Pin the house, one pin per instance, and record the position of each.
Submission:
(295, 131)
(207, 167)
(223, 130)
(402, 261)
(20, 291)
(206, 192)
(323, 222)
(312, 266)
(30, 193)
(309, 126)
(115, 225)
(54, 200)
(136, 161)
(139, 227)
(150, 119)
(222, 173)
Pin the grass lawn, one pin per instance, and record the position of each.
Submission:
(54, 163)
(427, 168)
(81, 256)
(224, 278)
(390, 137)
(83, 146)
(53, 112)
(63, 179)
* * *
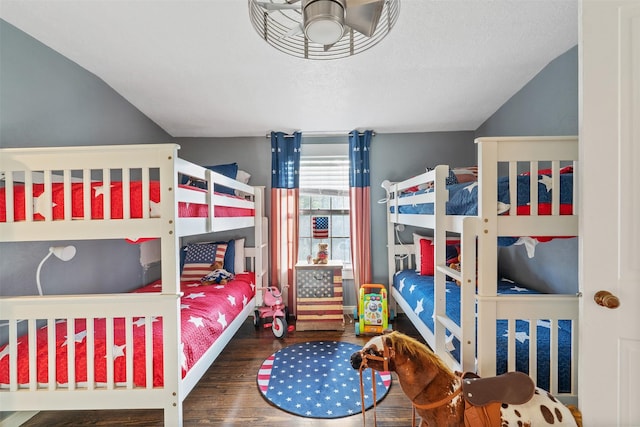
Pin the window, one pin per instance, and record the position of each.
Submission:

- **Exercise details**:
Locate each line in the data above that contains the string "instance", and copy those lines out in full.

- **Exercise result**:
Pin the house, one pin per instance, and record the position of each.
Pin the grass lawn, one pin per instance, and record the position of each.
Pin the window, one pin per instance, and record the position of each.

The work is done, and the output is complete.